(Page extract begins)

Since the grief, triggering and rage that was Monday, learning about the
verdict in the Stanford rape case, I've written and re-written this post in my head.
*A ninja edit:
I love Joe Biden!*
Like millions of other people, the emotional rollercoaster between those three kept going around and around. And I don't want to be silent about it. Not anymore.
Stanford is in my hometown. The judge that is now up for recall was elected in the county where my family still lives.
In high school, we were warned not to go to Stanford frat parties because we heard girls got raped there. We stayed away. It didn't protect us.
Apparently the law still can't, either.
Even after decades of feminism, of advocacy, of public awareness campaigns, it is being argued that "alcohol and promiscuity" are to blame for a violent crime.
This rape culture existed in my hometown in the 1990s. Some things, apparently, don't change.
More even than the ridiculously light six month sentence are the ludicrous objections to any sentence at all by the rapist, Brock Turner, and his family. His father, it seems, is more interested in whining about him being so "depressed" that he no longer craves his favorite steak, than showing any concern whatsover about the woman he treated like a piece of meat.
This tells us what we have always heard before:
don't tell.
No one will believe you.
Your name will be dragged through the mud.
It isn't worth it.
And our internal voices told us:
just blame yourself.
Which is what so many of us have done.
The longer I am involved in advocacy, the more people come to me and disclose that too many of us - far, far to many of us - have been suffering in silence.
Brock Turner's father wrote in a letter to the judge that his son would never be the same. Turner himself complained that he had already lost two jobs because of "this." This, bucko, is the fact that you raped an unconscious woman behind a dumpster. Clearly he thought of her as trash.

(Page extract ends)
(Material provided begins)

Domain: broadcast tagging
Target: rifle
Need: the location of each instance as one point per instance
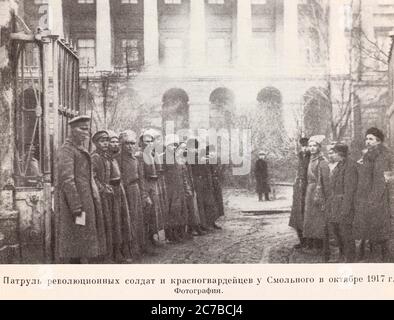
(86, 107)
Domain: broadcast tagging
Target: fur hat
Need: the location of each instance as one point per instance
(100, 134)
(376, 132)
(317, 139)
(304, 141)
(341, 149)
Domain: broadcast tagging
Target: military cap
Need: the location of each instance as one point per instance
(128, 136)
(317, 139)
(171, 139)
(100, 134)
(112, 134)
(78, 120)
(376, 132)
(304, 141)
(341, 149)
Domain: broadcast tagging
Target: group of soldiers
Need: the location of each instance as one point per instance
(337, 196)
(132, 193)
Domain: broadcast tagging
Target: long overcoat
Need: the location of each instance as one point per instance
(133, 181)
(342, 191)
(76, 189)
(121, 210)
(299, 192)
(204, 186)
(102, 173)
(177, 192)
(315, 220)
(217, 179)
(261, 175)
(372, 217)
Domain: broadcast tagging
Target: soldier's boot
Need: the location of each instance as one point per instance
(385, 252)
(361, 254)
(326, 249)
(118, 256)
(215, 226)
(302, 243)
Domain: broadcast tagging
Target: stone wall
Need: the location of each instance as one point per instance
(6, 91)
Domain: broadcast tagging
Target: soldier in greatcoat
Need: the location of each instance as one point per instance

(Material provided ends)

Required tasks
1. List the four things that the post about the Stanford rape case says "we have always heard before."
2. Please repeat everything in the post about the Stanford rape case from "Even after decades" down to "through the mud.".
3. Go on with the post about the Stanford rape case, picking up after its final sentence.
The rows have nothing to do with what is asked here.

Written responses
1.
- don't tell.
- No one will believe you.
- Your name will be dragged through the mud.
- It isn't worth it.

2.
Even after decades of feminism, of advocacy, of public awareness campaigns, it is being argued that "alcohol and promiscuity" are to blame for a violent crime.
This rape culture existed in my hometown in the 1990s. Some things, apparently, don't change.
More even than the ridiculously light six month sentence are the ludicrous objections to any sentence at all by the rapist, Brock Turner, and his family. His father, it seems, is more interested in whining about him being so "depressed" that he no longer craves his favorite steak, than showing any concern whatsover about the woman he treated like a piece of meat.
This tells us what we have always heard before:
don't tell.
No one will believe you.
Your name will be dragged through the mud.

3.
Try living with PTSD for 25 years. Try burying things that happened to you when you were 14 because the handful of people you tried to talk to 1. didn't believe you (therapist), 2. couldn't handle it and changed the subject (family), 3. groped you and tried to get it on with you when you just needed a hug (male friend. Yes, really. He's a district attorney in upstate New York now.)
Try living and reliving this in your nightmares and having lifelong trust issues and only recognizing it now.
My boss said he hadn't
signed the petition to recall this judge because "it's not here, I can't vote to recall him, so I really can't do anything about it."
I disagreed. I told him what I thought: expressing outrage, protesting, sends a message around the nation and the world that this is fucking unacceptable. That no one should be afraid of coming forward because they're afraid of being humiliated. That rape is never, never the victim's fault. That it is a violent crime that should be punished like any other violent crime.
After the triggers, after the hot, angry tears all through my drive home Monday, I decided that I am not going to be silent anymore, in hopes that other people will believe it should be OK to speak up.
If you or someone you know needs help, call the National Sexual Assault Helpline at 800.656.HOPE (4673.)